> **PROVIDED ENTRIES**:
+ + +
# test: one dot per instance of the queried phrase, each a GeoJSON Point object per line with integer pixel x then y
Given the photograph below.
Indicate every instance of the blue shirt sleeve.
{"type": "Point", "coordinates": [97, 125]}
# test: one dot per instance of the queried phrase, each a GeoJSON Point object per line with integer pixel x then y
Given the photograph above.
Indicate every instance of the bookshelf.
+ + +
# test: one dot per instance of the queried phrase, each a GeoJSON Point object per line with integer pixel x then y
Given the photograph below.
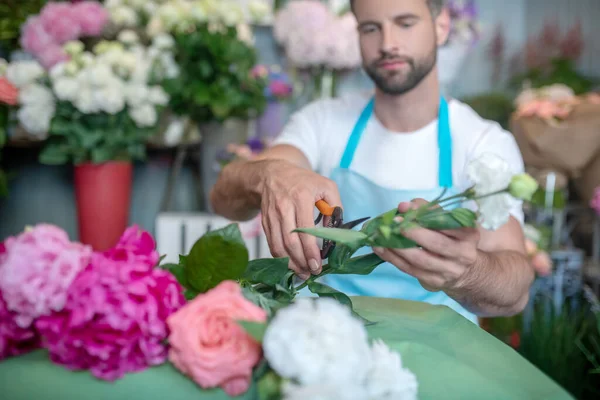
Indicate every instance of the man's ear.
+ + +
> **TASK ITEM**: Retype only the stretch of lines above starting at the one with "Indicate every instance of the blue" and stopping at the one with "Indicate every instance of the bookshelf.", exactly as written, with both kept.

> **REPLY TO THE TASK**:
Indicate every instance of the blue shirt sleeve.
{"type": "Point", "coordinates": [97, 125]}
# test: one dot per instance of the queried phrase, each a GeoJSON Point object per line with integer pixel x then y
Given the photograph above.
Indicate every instance of the bookshelf.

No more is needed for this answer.